**** 抜粋文 ****

給食室にアスベストが使われていたことが発覚し、
家からお弁当を持ってこなければいけなくなった。

普段は母がお弁当を作ってくれているのだが、
ある日、体調を崩してしまい代わりに父がお弁当を作った。

父はナポリタンしか作れない。
お弁当の中身もナポリタンだった。

学校でお弁当の蓋をあけたときのことは今でも覚えている。

一緒にお弁当を食べている友人は、
何種類ものおかずが詰まったお弁当箱を持っている。
私のお弁当はナポリタンだけがびっしり入っている。

恥ずかしくて顔が真っ赤になった。
一緒にご飯食べている友達に見せたくなかった。

「間違えて妹のお弁当持ってきちゃった!変えてくる!」
教室をでて、ご飯の時間をトイレで過ごし、
放課後、家に帰ってすぐにキッチン横の生ゴミ入れにナポリタンを捨てた。



23時過ぎ、仕事を終えて帰宅した父に怒鳴る。
「お弁当にナポリタンだけって!恥ずかしいよ!捨てたからね!!」


その時の父の顔を私は一生忘れない。

怒ってもおらず、
悲しんでもおらず、
もちろん喜んでもいない。

あえていうなら「どうしたらいいのかわからない顔」

私はその瞬間悟った。

**** 使用データ ****

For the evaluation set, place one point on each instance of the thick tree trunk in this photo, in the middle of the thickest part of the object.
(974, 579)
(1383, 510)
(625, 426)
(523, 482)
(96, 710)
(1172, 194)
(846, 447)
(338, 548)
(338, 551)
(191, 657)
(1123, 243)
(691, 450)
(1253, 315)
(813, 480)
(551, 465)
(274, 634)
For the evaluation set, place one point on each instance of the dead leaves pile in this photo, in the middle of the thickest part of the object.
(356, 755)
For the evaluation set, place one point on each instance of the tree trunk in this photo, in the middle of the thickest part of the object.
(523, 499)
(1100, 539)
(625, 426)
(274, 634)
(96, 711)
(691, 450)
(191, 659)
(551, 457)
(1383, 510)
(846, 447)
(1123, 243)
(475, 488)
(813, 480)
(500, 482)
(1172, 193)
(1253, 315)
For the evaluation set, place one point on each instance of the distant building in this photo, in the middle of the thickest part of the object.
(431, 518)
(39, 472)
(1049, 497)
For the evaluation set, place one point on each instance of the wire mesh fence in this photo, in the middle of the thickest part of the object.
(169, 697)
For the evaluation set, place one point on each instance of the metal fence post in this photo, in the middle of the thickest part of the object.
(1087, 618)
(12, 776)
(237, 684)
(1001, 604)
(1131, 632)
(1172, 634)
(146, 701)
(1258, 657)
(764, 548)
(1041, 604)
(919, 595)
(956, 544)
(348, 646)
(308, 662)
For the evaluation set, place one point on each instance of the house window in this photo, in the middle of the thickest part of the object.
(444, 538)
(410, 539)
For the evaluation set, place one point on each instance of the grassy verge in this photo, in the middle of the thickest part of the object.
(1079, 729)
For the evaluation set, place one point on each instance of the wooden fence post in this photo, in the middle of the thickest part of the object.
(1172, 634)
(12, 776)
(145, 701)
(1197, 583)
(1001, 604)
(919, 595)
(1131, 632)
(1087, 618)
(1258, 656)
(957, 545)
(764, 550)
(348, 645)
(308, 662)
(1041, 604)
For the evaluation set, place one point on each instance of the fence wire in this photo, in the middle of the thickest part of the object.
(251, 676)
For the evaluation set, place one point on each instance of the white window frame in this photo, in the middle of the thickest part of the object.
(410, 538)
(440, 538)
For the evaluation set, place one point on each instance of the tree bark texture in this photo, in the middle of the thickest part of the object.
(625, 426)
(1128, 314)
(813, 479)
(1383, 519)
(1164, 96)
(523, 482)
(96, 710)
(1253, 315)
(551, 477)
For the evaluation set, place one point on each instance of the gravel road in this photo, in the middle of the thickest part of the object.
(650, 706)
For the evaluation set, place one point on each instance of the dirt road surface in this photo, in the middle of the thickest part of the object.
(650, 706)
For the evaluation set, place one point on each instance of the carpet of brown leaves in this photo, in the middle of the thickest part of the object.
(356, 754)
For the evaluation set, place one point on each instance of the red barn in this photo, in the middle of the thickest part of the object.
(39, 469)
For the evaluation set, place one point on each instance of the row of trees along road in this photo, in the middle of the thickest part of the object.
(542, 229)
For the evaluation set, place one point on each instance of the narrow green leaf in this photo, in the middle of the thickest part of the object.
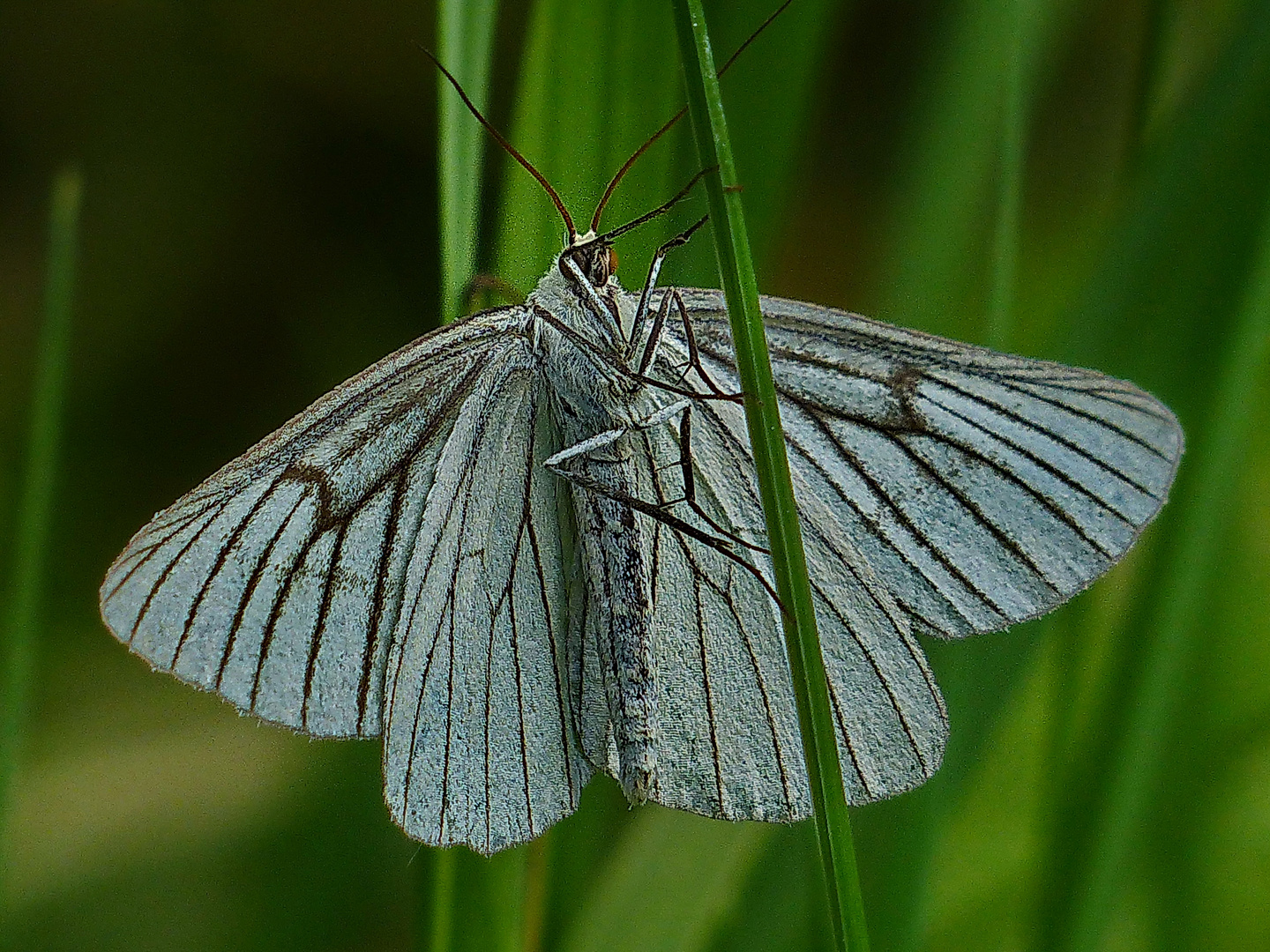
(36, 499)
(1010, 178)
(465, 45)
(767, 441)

****

課題の要件:
1. 抜粋文の「一緒にお弁当を食べている友人は、」から「放課後、家に帰ってすぐにキッチン横の生ゴミ入れにナポリタンを捨てた。」までを、そのまま書き写してもらえますか?
2. レコードの「the red barn」を含む行からレコードの最後までを、空行を除いた番号付きリストとして示してもらえますか?画像は含めないでください。
抜粋文とレコードは、それぞれ別の出典から取られています。

解答一覧:
1.
一緒にお弁当を食べている友人は、
何種類ものおかずが詰まったお弁当箱を持っている。
私のお弁当はナポリタンだけがびっしり入っている。

恥ずかしくて顔が真っ赤になった。
一緒にご飯食べている友達に見せたくなかった。

「間違えて妹のお弁当持ってきちゃった!変えてくる!」
教室をでて、ご飯の時間をトイレで過ごし、
放課後、家に帰ってすぐにキッチン横の生ゴミ入れにナポリタンを捨てた。

2.
1. For the evaluation set, place one point on each instance of the red barn in this photo, in the middle of the thickest part of the object.
2. (39, 469)
3. For the evaluation set, place one point on each instance of the row of trees along road in this photo, in the middle of the thickest part of the object.
4. (542, 229)
5. For the evaluation set, place one point on each instance of the narrow green leaf in this photo, in the middle of the thickest part of the object.
6. (36, 499)
7. (1010, 178)
8. (465, 45)
9. (767, 441)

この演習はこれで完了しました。